--- MATERIAL FOR THIS EXERCISE Enclosed Below ---
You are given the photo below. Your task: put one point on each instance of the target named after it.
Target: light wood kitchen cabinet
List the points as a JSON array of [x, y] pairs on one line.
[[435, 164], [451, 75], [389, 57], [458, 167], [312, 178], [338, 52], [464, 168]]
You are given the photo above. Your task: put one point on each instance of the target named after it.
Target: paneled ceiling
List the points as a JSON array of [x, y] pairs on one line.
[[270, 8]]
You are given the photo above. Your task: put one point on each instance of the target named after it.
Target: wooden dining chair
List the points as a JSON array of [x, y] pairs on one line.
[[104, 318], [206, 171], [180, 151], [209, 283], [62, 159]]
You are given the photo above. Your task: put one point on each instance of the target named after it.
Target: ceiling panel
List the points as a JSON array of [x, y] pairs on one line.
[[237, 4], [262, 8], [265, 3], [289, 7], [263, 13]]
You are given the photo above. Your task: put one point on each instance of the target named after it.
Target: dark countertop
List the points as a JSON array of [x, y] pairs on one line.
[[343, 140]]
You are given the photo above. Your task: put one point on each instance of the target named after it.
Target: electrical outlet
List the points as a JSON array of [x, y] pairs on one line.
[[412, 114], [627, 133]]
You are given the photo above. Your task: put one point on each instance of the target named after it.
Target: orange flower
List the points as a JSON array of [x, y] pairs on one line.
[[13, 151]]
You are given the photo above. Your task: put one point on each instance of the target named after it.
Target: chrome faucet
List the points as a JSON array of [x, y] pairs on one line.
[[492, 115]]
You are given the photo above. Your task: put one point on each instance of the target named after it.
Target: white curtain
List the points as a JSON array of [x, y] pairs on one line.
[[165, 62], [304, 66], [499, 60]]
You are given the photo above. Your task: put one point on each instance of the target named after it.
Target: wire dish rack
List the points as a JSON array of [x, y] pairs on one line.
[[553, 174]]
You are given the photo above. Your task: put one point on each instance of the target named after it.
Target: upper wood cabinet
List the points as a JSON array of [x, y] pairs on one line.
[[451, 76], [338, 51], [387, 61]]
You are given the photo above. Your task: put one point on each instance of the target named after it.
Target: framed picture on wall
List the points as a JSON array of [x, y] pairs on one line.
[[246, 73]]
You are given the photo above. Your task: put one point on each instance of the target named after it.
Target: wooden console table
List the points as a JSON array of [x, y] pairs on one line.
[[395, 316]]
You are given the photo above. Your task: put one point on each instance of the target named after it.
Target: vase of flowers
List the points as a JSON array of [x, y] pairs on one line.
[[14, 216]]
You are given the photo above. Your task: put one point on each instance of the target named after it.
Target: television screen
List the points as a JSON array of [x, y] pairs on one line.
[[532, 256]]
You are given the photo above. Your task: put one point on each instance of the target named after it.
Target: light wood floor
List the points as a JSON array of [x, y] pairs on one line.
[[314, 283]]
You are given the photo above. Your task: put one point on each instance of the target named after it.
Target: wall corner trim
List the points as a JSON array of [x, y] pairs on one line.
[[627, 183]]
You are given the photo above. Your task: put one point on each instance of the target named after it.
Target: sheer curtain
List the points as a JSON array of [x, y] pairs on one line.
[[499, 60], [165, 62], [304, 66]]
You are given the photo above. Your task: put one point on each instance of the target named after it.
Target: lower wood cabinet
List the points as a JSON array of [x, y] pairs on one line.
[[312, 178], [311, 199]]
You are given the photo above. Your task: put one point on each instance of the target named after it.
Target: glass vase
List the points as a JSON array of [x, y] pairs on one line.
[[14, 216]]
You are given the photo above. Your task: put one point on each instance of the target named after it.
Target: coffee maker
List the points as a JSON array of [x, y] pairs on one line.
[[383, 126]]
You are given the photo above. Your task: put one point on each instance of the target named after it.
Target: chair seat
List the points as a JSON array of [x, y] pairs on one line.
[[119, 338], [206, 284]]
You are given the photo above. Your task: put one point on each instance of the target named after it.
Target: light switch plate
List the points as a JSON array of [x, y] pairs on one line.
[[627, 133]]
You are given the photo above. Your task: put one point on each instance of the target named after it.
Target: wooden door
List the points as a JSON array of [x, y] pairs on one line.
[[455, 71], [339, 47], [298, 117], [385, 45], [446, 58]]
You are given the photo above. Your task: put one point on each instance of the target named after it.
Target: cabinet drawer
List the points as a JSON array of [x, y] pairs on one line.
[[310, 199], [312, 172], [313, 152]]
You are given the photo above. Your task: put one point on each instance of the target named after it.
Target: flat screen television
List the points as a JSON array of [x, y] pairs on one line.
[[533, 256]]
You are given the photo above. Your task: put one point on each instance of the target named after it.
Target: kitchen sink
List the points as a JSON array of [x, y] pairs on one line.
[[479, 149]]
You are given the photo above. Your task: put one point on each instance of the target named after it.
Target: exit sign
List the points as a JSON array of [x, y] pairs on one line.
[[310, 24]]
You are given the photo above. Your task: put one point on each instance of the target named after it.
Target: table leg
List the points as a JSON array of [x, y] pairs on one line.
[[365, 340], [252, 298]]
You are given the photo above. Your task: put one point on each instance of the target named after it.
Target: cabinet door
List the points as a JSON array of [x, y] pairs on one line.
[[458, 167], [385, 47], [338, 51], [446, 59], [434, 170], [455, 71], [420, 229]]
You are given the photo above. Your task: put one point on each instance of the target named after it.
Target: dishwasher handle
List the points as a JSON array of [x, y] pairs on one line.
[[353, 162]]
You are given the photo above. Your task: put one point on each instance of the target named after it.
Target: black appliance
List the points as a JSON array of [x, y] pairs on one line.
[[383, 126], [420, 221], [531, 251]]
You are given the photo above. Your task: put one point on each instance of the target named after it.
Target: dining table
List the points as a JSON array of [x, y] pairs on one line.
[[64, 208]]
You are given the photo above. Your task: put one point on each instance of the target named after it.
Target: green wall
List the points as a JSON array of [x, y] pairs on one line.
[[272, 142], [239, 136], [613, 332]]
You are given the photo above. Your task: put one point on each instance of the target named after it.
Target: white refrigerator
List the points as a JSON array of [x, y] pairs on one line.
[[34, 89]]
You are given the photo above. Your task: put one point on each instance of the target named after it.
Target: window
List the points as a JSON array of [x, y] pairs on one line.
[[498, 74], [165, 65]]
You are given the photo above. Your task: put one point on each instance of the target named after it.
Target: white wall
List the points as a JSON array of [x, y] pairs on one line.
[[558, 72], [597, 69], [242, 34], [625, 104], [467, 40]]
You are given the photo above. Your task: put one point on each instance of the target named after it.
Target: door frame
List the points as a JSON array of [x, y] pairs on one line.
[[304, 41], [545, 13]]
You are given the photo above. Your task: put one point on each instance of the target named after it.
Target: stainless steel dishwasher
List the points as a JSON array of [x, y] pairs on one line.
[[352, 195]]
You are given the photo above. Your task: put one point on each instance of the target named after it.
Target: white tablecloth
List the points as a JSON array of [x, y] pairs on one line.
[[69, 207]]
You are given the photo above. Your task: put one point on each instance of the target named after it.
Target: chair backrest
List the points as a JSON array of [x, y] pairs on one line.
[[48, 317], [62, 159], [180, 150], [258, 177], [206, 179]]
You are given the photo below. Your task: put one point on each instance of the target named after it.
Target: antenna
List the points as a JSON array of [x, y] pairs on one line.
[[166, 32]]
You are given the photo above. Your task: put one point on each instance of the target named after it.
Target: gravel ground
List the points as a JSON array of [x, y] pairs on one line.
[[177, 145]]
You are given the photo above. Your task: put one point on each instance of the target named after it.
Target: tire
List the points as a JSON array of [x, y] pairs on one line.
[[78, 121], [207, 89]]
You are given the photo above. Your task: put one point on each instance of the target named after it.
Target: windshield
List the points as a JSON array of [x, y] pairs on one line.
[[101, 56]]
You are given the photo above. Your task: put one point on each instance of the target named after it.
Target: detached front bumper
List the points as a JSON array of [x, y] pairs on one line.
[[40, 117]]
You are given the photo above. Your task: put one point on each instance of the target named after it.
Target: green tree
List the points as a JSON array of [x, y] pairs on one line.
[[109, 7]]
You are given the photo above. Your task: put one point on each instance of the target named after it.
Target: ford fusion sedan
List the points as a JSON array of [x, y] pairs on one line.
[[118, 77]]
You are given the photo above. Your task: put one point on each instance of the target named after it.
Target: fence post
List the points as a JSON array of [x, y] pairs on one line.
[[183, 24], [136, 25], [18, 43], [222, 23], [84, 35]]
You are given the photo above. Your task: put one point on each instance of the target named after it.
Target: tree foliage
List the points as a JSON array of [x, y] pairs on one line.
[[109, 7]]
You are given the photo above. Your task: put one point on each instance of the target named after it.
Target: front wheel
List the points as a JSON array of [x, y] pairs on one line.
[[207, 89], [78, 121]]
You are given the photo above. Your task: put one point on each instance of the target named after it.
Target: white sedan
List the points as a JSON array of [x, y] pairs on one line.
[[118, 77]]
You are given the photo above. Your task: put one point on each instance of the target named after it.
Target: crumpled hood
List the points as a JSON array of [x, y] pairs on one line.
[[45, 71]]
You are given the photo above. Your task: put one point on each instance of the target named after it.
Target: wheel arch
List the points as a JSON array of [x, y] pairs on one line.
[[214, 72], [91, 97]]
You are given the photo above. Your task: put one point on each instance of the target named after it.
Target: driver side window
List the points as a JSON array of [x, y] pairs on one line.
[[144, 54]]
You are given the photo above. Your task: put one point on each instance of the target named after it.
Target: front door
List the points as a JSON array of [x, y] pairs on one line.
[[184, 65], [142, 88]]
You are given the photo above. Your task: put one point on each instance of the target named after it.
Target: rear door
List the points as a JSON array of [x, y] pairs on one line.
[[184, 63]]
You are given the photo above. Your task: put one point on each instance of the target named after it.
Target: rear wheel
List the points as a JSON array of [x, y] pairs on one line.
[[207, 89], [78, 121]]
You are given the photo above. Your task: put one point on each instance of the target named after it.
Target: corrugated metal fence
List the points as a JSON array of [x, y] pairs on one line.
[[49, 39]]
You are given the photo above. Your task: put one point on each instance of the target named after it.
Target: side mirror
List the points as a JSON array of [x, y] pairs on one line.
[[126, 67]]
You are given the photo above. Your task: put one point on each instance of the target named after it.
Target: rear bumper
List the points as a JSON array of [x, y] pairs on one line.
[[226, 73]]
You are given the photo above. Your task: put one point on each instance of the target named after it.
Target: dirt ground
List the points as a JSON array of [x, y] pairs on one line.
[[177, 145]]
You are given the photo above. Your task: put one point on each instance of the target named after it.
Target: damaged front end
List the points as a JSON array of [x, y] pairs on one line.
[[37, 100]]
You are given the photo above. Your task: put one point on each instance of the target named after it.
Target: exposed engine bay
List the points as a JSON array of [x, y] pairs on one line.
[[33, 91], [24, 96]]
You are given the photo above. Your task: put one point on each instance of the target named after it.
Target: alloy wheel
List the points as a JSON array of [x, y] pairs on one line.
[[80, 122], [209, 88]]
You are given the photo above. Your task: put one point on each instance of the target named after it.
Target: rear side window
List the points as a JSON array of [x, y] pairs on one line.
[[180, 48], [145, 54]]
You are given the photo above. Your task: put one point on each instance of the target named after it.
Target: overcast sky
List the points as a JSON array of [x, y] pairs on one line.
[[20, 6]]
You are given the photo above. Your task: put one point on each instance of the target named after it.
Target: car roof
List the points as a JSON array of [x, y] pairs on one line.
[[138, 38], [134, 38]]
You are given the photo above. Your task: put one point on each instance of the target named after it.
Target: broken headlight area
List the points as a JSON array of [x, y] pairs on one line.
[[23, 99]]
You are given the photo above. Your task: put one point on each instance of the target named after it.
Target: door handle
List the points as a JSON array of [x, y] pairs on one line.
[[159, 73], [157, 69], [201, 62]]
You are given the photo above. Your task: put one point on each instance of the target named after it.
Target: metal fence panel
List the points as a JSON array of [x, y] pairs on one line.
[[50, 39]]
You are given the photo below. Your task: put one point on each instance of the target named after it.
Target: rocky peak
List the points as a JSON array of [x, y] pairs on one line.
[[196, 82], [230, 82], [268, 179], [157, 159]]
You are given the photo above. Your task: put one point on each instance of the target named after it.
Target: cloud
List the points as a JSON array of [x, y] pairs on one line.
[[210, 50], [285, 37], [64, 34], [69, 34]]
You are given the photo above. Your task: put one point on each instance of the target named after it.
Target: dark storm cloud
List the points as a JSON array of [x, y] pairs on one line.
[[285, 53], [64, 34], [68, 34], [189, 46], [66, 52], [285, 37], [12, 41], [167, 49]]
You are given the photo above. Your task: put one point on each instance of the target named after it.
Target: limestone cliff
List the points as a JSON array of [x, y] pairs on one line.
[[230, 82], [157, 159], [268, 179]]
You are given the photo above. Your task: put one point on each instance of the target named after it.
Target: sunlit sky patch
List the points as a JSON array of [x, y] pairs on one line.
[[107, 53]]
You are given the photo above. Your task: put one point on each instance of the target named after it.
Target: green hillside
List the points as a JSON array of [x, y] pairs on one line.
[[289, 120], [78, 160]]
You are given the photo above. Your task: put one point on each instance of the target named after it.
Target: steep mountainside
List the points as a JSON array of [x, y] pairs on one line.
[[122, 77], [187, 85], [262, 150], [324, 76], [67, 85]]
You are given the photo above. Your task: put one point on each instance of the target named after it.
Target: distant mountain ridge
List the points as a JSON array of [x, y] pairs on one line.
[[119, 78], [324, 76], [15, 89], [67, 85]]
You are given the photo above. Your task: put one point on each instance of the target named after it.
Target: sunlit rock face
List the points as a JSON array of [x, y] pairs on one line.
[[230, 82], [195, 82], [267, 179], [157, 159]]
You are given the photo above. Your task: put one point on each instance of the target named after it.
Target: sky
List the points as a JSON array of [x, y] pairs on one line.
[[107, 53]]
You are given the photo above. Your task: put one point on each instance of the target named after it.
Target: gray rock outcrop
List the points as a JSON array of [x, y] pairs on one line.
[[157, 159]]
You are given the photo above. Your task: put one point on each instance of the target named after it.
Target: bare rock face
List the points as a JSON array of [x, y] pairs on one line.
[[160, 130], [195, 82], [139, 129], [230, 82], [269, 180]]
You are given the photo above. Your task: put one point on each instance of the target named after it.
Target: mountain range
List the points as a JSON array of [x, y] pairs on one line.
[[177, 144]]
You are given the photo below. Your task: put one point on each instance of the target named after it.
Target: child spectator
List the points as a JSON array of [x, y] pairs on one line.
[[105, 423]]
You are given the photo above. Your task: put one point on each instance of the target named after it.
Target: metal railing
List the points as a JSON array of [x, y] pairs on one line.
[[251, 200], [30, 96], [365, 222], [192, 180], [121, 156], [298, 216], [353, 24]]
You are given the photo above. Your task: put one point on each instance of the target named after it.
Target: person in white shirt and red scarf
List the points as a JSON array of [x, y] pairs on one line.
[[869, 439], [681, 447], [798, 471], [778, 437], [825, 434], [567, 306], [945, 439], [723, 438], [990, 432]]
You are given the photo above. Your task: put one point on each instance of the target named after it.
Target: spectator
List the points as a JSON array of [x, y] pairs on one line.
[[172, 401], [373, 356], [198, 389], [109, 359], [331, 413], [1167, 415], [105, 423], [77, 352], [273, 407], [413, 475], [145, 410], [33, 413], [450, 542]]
--- End of Enclosed MATERIAL FOR THIS EXERCISE ---
▶ _EXERCISE DIRECTIONS_
Above are the records; from them, give again exactly the lines from the one containing "Target: rear side window" to the one containing "Target: cloud", both lines included, and nothing more.

▶ _OUTPUT OF THE TASK_
Target: rear side window
List the points as a JSON array of [x, y] pairs on one line.
[[180, 48], [145, 54]]
You are given the photo above. Your task: put one point on each instance of the target named after it.
Target: overcast sky
List the points as a JSON array of [x, y] pairs on one line.
[[20, 6]]
You are given the photo above. Your task: put one point on each instance of the target named after it.
Target: car roof
List the points as a JSON array of [x, y] pairs on one line.
[[138, 38], [134, 38]]
You are given the photo above. Your task: put one point on each instance of the target named after it.
Target: broken headlight area
List the points as a JSON array of [x, y] pairs on one line.
[[23, 99]]
You are given the photo above. Your task: put one point on each instance of the target named after it.
Target: door handle
List the points as a JSON array of [x, y] pairs on one line.
[[159, 73], [157, 69], [201, 62]]
You are given the photo above. Your task: put one point on each instance of the target named after it.
Target: metal fence panel
List the points as a JSON array of [x, y] pairs on one line.
[[50, 39]]
You are given the photo below. Your task: put one point on each instance of the target named after it.
Target: rocky peak
List the points as a JSON array of [x, y] pairs on one line.
[[196, 82], [230, 82], [268, 179], [157, 159]]
You are given the photo above. Your task: put one point on each instance of the target named after it.
Target: cloud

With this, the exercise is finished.